- [PROVIDED PASSAGE]
---
Zombie Deer Apocalypse?


Courtesy of USA Today

CWD, or chronic wasting disease, slowly spreads throughout the deer population in certain areas of the Unites States.

Tiffany Vo, Photojournalist

Recently, across the United States, animals, especially deer, have been recorded as behaving and looking almost dead. A calamitous disease has plague the wilderness, leaving animals with a “swiss cheese” brain and a lifeless body.


As of January 2019, 254 counties in 24 states have reported sightings of the “zombie deer disease,” or chronic wasting disease (CWD), according to specialists. The maniac was first labeled in the 1960s and is similar to the mad cow disease. Because it is spread by prions, pathogenic proteins that are not living, the disease is cannot be treated nor killed. When an animal becomes infected, the illness eats away at their brains, leaving holes and causing them to experience symptoms that mimic dementia and eventually lead to fatality (wyff4.com).


As for the origin of CWD, it is “unknown, and it may never be possible to definitively determine how or when CWD arose”, according to cwd-info.org.


Once infected, an animal experiences multiple physical disruptions including: noticeable weight loss, lack of coordination, drooling, excessive thirst and urination, and lack of awareness and fear, giving off a zombie-like appearance.
---
[Segmentation mask data]
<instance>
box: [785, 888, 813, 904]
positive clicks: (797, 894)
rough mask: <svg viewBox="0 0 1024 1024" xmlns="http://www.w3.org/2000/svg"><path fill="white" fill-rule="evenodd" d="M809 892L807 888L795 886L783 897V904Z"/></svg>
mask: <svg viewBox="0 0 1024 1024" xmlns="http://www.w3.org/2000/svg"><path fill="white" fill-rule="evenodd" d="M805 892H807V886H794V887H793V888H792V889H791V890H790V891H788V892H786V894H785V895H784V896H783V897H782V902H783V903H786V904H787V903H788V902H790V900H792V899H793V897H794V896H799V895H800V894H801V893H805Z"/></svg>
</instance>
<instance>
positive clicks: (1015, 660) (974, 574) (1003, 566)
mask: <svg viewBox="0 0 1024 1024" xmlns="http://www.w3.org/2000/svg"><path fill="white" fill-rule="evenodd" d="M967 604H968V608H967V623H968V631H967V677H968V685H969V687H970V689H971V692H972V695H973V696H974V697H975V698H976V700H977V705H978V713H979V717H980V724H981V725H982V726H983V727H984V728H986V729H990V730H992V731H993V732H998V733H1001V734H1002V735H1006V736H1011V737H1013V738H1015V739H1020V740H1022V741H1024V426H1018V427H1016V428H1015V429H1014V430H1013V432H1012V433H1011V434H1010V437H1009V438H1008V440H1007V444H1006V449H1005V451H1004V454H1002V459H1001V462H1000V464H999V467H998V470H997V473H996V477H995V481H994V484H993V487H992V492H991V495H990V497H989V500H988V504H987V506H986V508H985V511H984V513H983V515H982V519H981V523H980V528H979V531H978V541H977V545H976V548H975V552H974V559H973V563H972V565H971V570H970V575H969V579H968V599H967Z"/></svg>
---
- [PROBLEM SET]
- a) Answer these questions from the article on chronic wasting disease:
(i) As of January 2019, how many counties in how many states had reported sightings of the disease?
(ii) In what decade was the disease first labeled?
(iii) According to cwd-info.org, what is known about the origin of the disease?
- b) Reproduce the article on chronic wasting disease between "CWD, or chronic" and "a lifeless body.", inclusive.
- c) Take the article on chronic wasting disease further, continuing from where it stops.
The segmentation mask data lines are not needed for this work.

- [ANSWERS PROVIDED]
- a)
(i) 254 counties in 24 states.
(ii) The 1960s.
(iii) The origin is unknown, and it may never be possible to definitively determine how or when the disease arose.

- b)
CWD, or chronic wasting disease, slowly spreads throughout the deer population in certain areas of the Unites States.

Tiffany Vo, Photojournalist

Recently, across the United States, animals, especially deer, have been recorded as behaving and looking almost dead. A calamitous disease has plague the wilderness, leaving animals with a “swiss cheese” brain and a lifeless body.

- c)
Although it has only been discovered in deer, elk, moose, and caribou due to contaminated water, food, and soil, Michael Osterholm, director of the Center for Infectious Disease Research and Policy at the University of Minnesota, predicts that there could be possibilities of the fatal disease spreading towards different animals, including humans. Despite a lack of strong evidence, there exists the fear of humans consuming infected meat and becoming ill. According to newshub.co, Osterholm warns that “it is probable that human cases of chronic wasting disease associated with consumption of contaminated meat will be documented in the years ahead.”


In order to avoid contaminated food and decrease the risk of coming in contact with CWD, experts warn hunters and regular citizens against interacting with the wilderness as much as possible. Therefore, hunters should stray away from dead animals that look sick and rotten (roadkill) and should always have their meat tested before consuming it. Health officials and wildlife management professionals recommend that hunters should follow “common sense measures” when addressing meat.


Some states have also taken the lead on “reducing the density of animals” in certain areas to slow the “transmission of the disease.” With this, there could be selective culling, or killing, of animals that are believed to inhabit the illness. Colorado, Nebraska, Wisconsin and Saskatchewan aim to dramatically reduce the cervid population in areas that CWD have been discovered in.

Despite the seriousness of the situation, some can admit that the news is humoring due to the twisted reality of “zombies.” Courtney Poon (12) admits that because she was such a huge fan of the television series The Walking Dead, a show revolving around the concept of surviving during a zombie apocalypse, she found the situation “alarming yet amusing.” Since Americans have “grown up with zombie stories,” learning about this news will “scare lots of people due to the confirmation that this reality can actually exist.”